* start Exercise materials *

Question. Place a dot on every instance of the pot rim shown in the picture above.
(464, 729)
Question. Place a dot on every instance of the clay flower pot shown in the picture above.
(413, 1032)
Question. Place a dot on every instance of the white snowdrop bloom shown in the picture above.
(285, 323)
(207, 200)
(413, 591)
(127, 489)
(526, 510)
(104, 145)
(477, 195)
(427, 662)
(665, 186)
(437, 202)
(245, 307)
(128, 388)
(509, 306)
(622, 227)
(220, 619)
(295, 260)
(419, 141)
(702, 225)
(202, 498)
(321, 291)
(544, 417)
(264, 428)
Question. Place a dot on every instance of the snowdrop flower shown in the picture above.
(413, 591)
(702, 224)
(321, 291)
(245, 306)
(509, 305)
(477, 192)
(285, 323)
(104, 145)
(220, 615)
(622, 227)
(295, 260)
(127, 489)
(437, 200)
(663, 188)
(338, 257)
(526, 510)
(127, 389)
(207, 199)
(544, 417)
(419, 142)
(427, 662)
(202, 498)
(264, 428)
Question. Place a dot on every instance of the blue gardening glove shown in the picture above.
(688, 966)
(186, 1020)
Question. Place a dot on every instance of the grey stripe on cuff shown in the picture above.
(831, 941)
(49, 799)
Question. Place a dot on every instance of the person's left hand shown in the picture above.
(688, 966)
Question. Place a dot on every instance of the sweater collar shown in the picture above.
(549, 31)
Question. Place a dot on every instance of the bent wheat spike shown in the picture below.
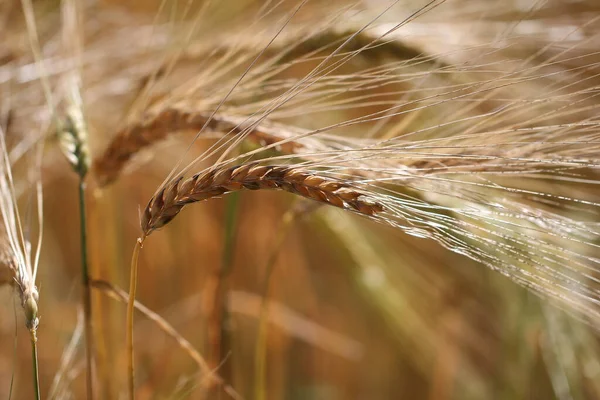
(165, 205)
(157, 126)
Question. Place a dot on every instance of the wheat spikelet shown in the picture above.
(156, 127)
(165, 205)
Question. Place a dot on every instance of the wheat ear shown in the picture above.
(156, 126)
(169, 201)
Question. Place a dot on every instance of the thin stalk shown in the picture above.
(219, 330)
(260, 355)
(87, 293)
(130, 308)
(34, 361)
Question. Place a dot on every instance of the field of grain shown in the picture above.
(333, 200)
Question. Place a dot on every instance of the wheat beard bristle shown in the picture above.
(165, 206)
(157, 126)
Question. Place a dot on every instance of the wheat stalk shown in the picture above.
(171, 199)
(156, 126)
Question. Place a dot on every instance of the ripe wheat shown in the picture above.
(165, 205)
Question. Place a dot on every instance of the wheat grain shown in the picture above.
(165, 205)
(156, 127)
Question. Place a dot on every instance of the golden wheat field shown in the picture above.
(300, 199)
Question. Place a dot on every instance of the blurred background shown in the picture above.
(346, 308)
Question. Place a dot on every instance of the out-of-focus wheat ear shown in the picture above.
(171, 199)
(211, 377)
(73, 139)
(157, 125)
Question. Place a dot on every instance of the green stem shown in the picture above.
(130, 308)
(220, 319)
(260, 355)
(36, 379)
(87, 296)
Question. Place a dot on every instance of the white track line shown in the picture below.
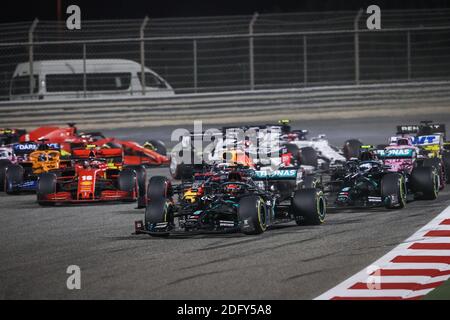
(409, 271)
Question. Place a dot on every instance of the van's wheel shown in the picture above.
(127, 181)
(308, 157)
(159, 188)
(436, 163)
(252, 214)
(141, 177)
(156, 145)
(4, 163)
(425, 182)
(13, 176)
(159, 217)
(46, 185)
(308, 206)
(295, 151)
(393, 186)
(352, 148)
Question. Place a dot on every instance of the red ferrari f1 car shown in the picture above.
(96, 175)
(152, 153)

* end Exercise materials *
* start Exercise materials *

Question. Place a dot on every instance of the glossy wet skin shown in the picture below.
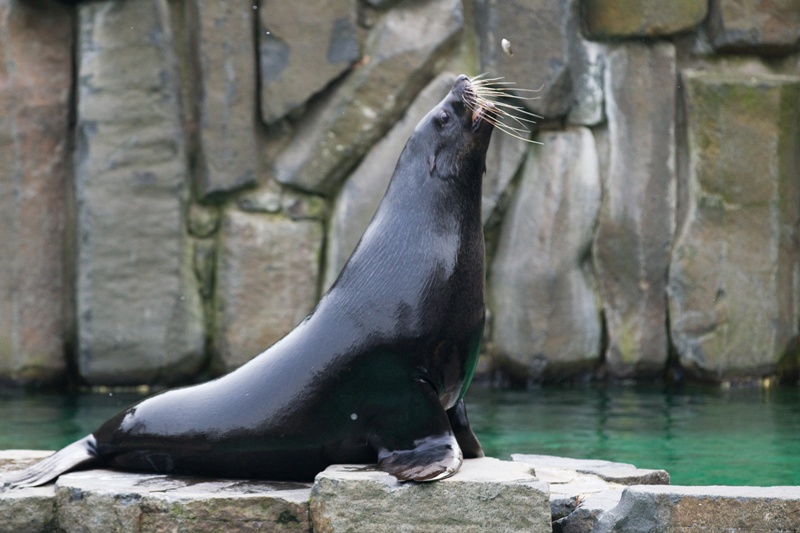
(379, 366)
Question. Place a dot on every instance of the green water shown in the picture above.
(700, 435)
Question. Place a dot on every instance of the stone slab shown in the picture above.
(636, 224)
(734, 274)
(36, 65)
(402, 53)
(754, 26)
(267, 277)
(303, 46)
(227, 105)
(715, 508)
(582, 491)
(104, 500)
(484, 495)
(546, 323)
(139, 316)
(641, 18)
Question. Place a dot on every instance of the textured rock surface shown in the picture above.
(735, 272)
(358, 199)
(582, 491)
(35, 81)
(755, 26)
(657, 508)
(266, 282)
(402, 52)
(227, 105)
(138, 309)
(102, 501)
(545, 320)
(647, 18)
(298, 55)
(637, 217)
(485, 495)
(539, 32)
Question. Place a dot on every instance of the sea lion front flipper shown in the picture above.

* end Exercise materials *

Identify every line of the data above that contains the word "field", and copy each such line.

■ Final answer:
Question. Place a dot on every instance of the field of grain shown in the picture above.
Question. Place a dot on every instance of the golden wheat field shown in the picture above.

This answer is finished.